"On Unity and Diversity: Islam as a Religion and a Way of Life"

The relationship between the Muslim and, in particular, the Arab world on the one hand and Europe, especially Germany, on the other, is full of resentment on both sides. In our view Islam is often identified with power-mongering and aggression. This posture often leads the Muslims to believe that the West has only a negative view about them and they feel obliged, if not actually forced, to justify themselves and also adopt an apologetic stance.

These reciprocal perceptions are accompanied by strong feelings which are certainly embedded in reality. There is only a limited knowledge about Islam in the Federal German community. In such a brief overview I can only deal with a few aspects which I consider important regarding the formulation of our questions to enable a dialogue to be conducted with more empathy.

In this connection the literary academic Edward Said continues to consider the question of whether it is even sensible or legitimate to discuss Islam, indeed, to regard Islam as a unified whole because, in doing this, one standardises the extremely rich culture, reduces it and only stirs up a lack of understanding. I will go no further into this argument about orientalism but try instead to uncover something about the major topic of Islam and, in taking into account Said's criticism, speak more in-depth about three things:

?    he normative tradition, i.e. the written fundamental principles of Islam,

?    the current practice, which has to be regarded separately from this tradition, and

?    the ideas which exist nowadays about Islam and the correct way of life according to Islam.

## Listing
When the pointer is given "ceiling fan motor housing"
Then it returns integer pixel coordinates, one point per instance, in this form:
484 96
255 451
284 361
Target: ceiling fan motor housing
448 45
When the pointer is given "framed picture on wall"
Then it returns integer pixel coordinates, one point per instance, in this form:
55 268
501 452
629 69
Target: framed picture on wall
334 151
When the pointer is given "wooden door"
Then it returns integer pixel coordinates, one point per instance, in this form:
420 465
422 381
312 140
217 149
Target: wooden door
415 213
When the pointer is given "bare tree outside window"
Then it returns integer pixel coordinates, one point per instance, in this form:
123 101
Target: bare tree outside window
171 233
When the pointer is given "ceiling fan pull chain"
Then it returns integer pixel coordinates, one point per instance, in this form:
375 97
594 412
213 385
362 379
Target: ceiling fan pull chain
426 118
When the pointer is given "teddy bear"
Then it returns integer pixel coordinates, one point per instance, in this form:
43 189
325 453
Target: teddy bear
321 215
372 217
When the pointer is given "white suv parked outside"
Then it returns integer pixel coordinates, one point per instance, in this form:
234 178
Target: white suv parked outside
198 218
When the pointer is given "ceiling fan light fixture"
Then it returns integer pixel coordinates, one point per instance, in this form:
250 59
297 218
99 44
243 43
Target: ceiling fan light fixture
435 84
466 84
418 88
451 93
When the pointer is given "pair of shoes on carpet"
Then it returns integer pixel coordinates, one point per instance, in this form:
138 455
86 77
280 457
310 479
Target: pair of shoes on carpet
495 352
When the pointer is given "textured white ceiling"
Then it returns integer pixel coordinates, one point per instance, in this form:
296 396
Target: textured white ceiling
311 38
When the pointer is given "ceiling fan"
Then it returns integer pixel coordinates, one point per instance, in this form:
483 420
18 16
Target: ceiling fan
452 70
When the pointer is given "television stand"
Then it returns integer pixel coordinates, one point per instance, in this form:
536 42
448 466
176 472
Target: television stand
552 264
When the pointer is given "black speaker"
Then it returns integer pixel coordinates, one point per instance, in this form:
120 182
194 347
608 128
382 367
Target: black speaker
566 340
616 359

...

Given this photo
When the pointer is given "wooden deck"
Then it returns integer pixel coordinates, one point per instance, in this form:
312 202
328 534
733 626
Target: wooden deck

* * *

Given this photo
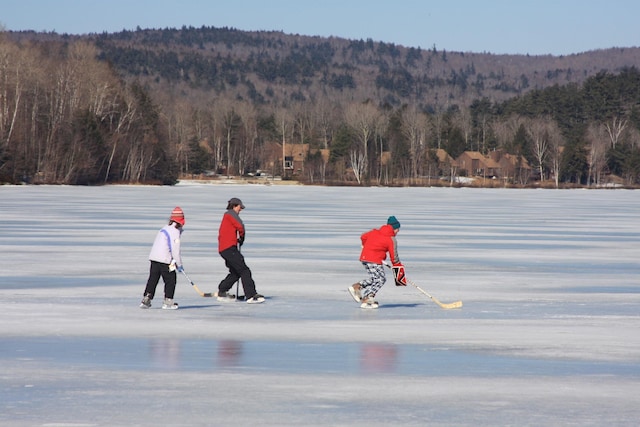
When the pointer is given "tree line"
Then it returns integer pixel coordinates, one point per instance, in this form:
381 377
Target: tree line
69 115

## Brief 1
In the text on Islam, which literary academic is said to question whether Islam should be regarded as a unified whole?
## Brief 2
Find each line of the listing that contains the word "pair", and copy those lines.

## Problem solution 1
Edward Said

## Problem solution 2
When the pointer is given "pair of shoes on carpet"
Target: pair of shoes on carpet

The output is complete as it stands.